Objective =
Leaving the pictures aside, transcribe every line below exactly.

=== Given entries ===

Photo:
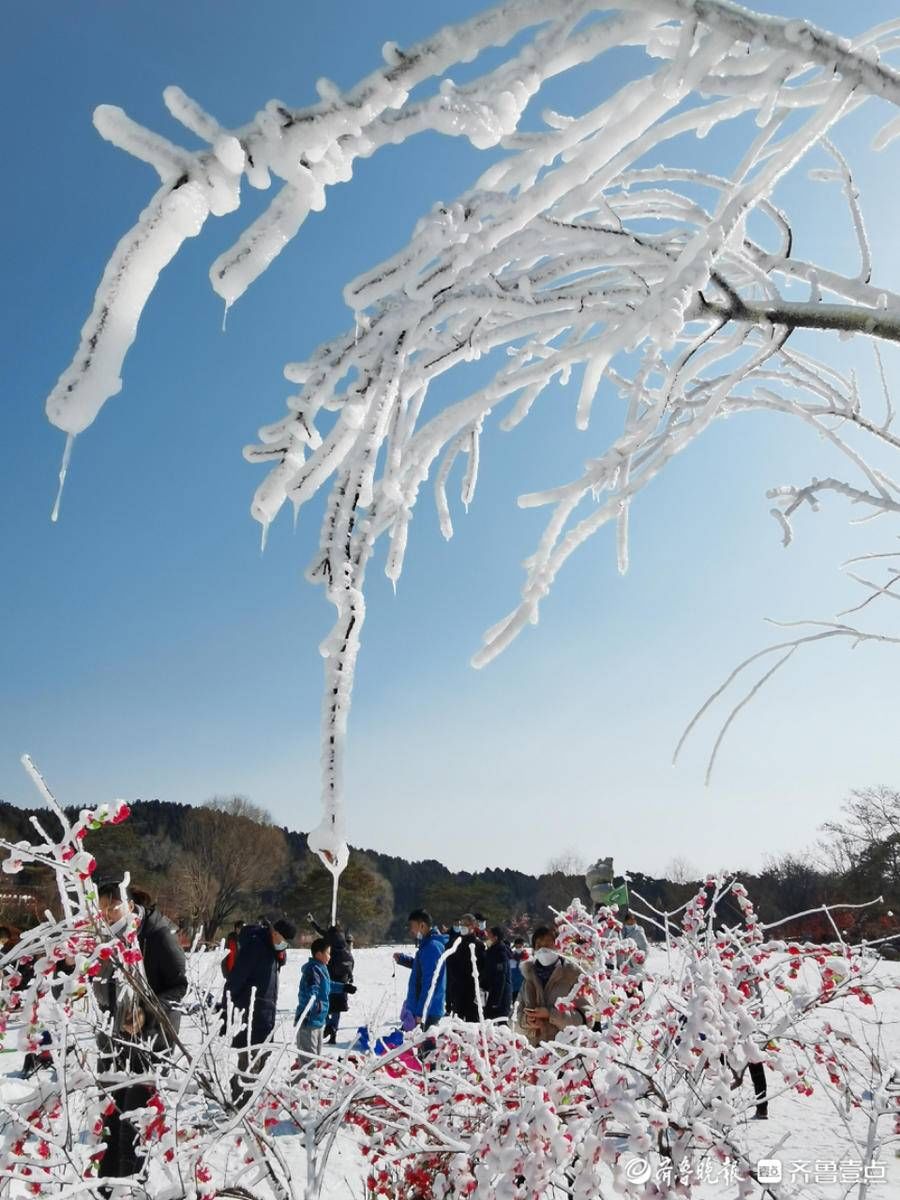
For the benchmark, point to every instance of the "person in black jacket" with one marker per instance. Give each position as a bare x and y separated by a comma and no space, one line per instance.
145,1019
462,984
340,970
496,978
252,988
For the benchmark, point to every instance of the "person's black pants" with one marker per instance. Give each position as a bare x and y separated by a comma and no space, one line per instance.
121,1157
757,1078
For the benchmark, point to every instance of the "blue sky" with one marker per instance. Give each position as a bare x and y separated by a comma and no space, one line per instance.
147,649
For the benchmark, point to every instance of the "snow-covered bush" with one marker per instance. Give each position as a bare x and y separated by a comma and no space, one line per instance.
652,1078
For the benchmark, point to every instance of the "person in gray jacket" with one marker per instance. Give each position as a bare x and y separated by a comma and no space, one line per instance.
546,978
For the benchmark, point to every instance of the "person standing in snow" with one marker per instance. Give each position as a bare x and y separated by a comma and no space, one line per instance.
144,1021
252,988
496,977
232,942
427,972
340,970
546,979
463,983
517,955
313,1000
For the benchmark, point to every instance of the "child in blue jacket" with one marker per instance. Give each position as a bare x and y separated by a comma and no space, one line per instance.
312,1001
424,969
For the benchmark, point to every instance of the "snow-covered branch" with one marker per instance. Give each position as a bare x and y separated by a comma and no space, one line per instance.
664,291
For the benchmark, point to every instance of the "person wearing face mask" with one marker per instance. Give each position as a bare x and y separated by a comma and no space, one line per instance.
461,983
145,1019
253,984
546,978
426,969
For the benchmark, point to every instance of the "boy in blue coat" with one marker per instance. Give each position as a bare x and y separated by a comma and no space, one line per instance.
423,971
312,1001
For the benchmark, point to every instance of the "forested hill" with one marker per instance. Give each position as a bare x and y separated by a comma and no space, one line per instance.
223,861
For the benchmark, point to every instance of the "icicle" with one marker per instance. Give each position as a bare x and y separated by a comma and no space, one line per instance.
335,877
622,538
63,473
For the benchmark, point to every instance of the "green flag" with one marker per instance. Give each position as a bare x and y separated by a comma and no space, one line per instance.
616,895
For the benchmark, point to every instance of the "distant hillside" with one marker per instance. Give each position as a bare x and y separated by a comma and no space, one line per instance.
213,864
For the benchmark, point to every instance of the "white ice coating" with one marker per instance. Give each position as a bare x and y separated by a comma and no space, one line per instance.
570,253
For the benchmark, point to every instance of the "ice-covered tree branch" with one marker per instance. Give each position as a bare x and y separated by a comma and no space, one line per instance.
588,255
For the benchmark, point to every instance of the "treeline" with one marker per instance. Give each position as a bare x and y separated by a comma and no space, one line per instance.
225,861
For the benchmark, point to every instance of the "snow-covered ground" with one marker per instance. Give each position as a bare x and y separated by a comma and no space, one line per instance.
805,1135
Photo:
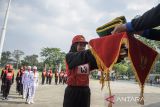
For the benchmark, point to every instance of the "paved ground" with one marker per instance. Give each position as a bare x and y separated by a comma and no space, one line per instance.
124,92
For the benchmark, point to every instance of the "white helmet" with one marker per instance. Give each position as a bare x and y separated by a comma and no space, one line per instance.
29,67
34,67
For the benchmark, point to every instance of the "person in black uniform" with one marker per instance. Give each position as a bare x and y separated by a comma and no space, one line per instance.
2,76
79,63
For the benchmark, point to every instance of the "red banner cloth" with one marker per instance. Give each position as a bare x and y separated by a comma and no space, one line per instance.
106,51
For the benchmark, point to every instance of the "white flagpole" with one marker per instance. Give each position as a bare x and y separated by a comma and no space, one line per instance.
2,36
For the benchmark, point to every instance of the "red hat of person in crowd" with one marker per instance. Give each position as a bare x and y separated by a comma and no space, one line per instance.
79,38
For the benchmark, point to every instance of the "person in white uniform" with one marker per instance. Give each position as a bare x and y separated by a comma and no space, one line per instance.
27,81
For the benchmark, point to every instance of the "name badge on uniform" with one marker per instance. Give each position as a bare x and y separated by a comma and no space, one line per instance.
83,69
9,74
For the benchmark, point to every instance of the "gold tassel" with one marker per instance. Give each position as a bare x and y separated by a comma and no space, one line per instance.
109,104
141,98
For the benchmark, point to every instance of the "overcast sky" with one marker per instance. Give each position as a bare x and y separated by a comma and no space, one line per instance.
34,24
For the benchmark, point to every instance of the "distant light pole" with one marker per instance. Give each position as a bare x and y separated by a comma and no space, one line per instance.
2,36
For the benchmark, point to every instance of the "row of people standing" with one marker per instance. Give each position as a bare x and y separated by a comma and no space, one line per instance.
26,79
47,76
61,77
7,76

===

Solution to the problem =
Photo:
For the benchmark, point to every instance of the "person in black jacket" with one marker per instance. Give each position as a bare x and y separated by a comma and no space, one line per instance.
145,1019
462,984
340,970
496,978
252,988
For the benchmark, point to every instance of the "person's black pants" with one marker per instance. Give each position as a bare x and y separated by a comma and no space, one line per instance.
121,1157
757,1078
For the benchmark, point to every instance of the "blue sky" with one marker per instance. Give each position as a bare x and y separated by a comma and no space, one line per instance.
147,649
For the benchmark, point to every instance of the "snow-covered bush" with one marker per instance. Give each position as a bare x and y separated by a comma and no space, one line per instance.
652,1078
For the benchmark, point to every instance of the "person in gray jacket" with one marker per instance. Give each position as a bare x and y separated by a comma and no space, one line per instance.
546,978
For the benchmark, point to every instance of the "person standing in snow" with one marker per instance. Give each position as a bare x and y separated by a comma and no space, one line per instance.
144,1021
252,988
496,977
232,942
427,972
340,970
546,979
463,983
517,955
313,1000
For the benchmark, point to every instance of the "child in blue jacket" with one marker per instance. Give each position as a bare x and y separated by a comma and no space, one line per instance.
312,1001
424,969
For the benchmark, point to every instance of the "snow-covered branch" with one marker per instance. Give each position as a bare x and y separated by a comma and no space, one line per instance.
664,291
For the benchmark, point to every instance of the "person wearing face mask" with one marker per instance. Give each position as a bare x and y separated by a comma and no space, one line per instance.
461,983
145,1019
253,984
546,978
426,969
For the benchmark, point to every instance of the "boy in blue coat" with one marker per instance. Give each position as a bare x and y separated by a comma and no space, one line per instance.
423,971
312,1001
For the benchmark, point to every instance of the "forested hill" with one marker per instance. Give each position as a bare x and y separated by a comma and no space, one line per instance.
223,861
For the benchmark, point to every instance of the "icicle" with one marker per instance. Give each position as a bare x and y separated by a comma and no space, one line per instance.
335,877
622,538
63,473
For the benchmark, point to every instance of the "green flag" with one marker per instance. Give each position as a bare x and y separated by a comma and no space, one line per instance.
616,895
For the benchmark, point to every instance of the "distant hillside" with one marker per instance. Give each position as a bare x and y separated by a comma and no space, one line per instance.
213,864
For the benchmark, point to every instance of the "white ice coating" with one marker per instance. Give each position as a bare x and y separated by a comma and no space, one line per instance.
570,253
For the benchmark, point to every instance of the "ice-covered tree branch" with one marker per instance. Give each position as a bare x and y separated by a comma and no space, one line per instance.
588,255
For the benchmark, point to every instance of the "treeline" with one marker per instance. Give each position as a bare x and y separated by a comma and no space, one line per instance.
225,861
For the benchmark, point to every instance of the "snow-covered ground" with one marker per instance. Give each position as a bare x and y separated by a comma and no space, one line per instance.
805,1135
Photo:
For the benchmark, point to every instance of the "paved ground" with one marker per instance. Give each position as a bare x and y separated by a comma and no space, one line per instance.
124,92
For the benchmark, point to every instance of the "white helmet" with one marker per instance. Give each position as a bare x and y separated by a comma and no space, one line per instance.
29,67
34,67
For the benchmark, point to every instance of the "person in black uniform" with one marker per instance. Give each position as a bare x and y separated by a comma and no space, one line per instance.
2,76
79,63
For the benchmark, point to every instance of the "red banner cloth" with one marker per instance. Give each position as a bare x and y separated by a comma and no space, one line per instance.
106,51
For the benchmark, point to every instance of the "white flagpole" with one marker per instance. Give each position as a bare x and y separated by a comma and no space, one line per instance.
2,36
For the benchmark, point to every instance of the "red hat of person in crowd" with one marker per instance. Give each position as a bare x and y separated by a comma and no space, one line per instance.
79,38
For the benchmark, point to every instance of the "person in white uniform" with one marker per instance. Give each position as a bare x and y separated by a comma and no space, one line per instance.
27,81
For the benchmark, point to every instance of the "name badge on uniform" with one marker per instance. Give each position as a bare x and y separated by a comma and no space, one line per instance.
83,69
9,74
For the benchmark, point to every instance of the "gold tassel" with one marker per instance. Give each position as a bare x and y separated by a comma and no space, one line per instance.
109,104
141,98
For the benchmark, point to every instance of the "overcast sky" with one marker per instance. Give each position as a bare x and y separated by a comma and no space, one line per instance.
34,24
For the benchmark, point to every instance of the "distant light pole" with one marker per instance. Give each position as a bare x and y separated by a comma and no space, one line per instance.
2,36
For the benchmark, point to every instance of the "row of people standing" with one marker per instance. Give each position as a bare x and y separated by a comma and no space, one line per instance.
26,79
47,76
61,77
7,76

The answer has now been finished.